**WHAT YOU ARE ASKED TO DO**
Rewrite the part of the rows that opens with the line containing "segment wire bail closure, all instances" and closes with the line containing "Return the outline of every instance of the wire", swapping "wire bail closure" for "wire bail fastener" and leaving everything else unchanged. Give only those lines.

**RECORDS TO USE**
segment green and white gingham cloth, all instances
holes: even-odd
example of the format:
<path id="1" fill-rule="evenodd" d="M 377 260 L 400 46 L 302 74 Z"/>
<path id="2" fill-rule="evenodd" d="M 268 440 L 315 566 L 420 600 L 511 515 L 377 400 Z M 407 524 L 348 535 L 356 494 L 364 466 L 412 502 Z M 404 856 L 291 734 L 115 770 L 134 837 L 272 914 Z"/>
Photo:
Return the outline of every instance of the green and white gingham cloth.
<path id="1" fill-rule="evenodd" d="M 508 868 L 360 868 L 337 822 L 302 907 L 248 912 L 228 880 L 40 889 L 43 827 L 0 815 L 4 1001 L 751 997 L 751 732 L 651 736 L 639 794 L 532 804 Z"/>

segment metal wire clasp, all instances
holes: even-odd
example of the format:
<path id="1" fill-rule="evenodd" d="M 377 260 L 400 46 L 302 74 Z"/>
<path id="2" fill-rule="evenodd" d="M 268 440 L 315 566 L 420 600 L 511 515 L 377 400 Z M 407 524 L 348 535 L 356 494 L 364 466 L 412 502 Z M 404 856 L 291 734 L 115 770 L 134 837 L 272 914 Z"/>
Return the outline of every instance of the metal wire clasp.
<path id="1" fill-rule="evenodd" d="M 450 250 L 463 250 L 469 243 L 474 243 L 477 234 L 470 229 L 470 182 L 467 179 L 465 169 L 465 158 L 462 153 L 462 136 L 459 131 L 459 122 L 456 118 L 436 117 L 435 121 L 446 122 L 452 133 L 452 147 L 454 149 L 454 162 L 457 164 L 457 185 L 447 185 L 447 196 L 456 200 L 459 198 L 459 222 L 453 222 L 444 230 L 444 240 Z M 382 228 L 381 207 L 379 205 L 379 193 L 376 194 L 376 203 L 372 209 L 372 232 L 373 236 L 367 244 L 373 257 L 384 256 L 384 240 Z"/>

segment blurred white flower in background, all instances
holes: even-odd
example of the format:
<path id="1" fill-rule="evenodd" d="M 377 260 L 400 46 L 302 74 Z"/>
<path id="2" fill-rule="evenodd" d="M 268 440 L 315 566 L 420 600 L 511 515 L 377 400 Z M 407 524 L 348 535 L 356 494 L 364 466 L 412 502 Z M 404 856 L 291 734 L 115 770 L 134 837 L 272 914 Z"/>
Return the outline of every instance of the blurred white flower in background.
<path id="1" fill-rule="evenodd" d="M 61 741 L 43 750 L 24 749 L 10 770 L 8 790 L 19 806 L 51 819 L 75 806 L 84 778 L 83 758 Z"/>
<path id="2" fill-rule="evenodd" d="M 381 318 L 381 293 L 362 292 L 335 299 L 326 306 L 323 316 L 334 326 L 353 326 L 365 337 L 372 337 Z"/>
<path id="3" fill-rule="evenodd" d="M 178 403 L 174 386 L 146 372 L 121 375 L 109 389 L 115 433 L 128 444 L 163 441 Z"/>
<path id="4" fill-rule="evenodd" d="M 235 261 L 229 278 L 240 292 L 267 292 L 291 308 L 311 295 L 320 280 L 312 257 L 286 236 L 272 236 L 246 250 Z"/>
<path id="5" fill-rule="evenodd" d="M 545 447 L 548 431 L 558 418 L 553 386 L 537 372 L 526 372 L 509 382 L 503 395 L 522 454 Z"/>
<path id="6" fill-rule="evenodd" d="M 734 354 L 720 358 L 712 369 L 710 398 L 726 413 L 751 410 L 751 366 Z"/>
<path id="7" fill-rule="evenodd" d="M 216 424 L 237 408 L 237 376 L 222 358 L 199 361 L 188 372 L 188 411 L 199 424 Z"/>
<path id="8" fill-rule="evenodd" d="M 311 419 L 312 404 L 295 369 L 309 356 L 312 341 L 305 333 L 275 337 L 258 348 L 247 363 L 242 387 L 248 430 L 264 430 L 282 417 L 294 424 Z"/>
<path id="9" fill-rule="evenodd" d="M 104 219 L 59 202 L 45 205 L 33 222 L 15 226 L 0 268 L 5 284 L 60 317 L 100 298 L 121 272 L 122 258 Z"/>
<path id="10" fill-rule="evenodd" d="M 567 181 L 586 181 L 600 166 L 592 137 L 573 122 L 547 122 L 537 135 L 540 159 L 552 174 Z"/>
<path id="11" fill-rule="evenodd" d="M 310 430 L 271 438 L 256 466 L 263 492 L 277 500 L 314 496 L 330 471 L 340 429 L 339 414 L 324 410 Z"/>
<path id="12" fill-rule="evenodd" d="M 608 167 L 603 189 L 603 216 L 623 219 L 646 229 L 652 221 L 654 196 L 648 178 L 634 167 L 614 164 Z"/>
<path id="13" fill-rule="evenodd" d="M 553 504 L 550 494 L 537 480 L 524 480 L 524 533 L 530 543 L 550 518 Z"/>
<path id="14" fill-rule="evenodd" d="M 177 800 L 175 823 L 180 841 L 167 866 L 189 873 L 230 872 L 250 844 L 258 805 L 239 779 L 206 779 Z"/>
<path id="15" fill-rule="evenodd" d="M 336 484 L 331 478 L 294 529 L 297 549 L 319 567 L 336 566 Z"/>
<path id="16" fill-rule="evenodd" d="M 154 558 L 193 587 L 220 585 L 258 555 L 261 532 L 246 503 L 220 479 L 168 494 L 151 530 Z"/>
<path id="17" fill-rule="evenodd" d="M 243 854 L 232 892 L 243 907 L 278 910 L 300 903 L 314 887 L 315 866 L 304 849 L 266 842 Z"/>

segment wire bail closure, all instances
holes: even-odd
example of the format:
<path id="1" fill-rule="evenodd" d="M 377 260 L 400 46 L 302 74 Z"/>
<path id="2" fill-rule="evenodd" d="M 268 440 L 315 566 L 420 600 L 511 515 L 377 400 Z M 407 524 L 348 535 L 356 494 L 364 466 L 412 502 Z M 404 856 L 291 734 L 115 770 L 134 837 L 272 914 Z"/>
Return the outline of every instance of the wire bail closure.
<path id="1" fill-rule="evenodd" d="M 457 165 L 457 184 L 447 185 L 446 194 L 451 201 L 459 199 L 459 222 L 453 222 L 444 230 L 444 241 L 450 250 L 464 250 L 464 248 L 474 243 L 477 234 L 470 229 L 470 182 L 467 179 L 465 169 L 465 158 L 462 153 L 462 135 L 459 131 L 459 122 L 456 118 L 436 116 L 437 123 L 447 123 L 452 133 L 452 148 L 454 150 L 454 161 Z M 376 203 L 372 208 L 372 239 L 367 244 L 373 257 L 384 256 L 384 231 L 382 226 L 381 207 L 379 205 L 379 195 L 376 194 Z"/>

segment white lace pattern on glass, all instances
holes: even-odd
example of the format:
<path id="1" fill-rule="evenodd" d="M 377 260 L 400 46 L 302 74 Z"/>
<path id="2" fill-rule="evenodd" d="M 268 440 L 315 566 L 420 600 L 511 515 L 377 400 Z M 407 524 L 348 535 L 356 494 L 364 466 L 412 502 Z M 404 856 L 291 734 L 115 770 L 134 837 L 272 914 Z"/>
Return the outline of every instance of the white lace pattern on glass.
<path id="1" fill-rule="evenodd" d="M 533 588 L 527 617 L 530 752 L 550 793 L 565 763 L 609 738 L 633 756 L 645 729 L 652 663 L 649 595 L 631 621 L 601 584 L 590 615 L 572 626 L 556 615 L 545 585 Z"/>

**TASK OUTPUT**
segment wire bail fastener, all instances
holes: even-odd
example of the format:
<path id="1" fill-rule="evenodd" d="M 377 260 L 400 46 L 302 74 Z"/>
<path id="2" fill-rule="evenodd" d="M 268 440 L 315 566 L 420 600 L 511 515 L 377 400 Z M 407 524 L 348 535 L 356 494 L 364 466 L 412 502 Z M 404 856 L 291 734 L 115 770 L 134 837 L 272 914 Z"/>
Return the outline of every instance of the wire bail fastener.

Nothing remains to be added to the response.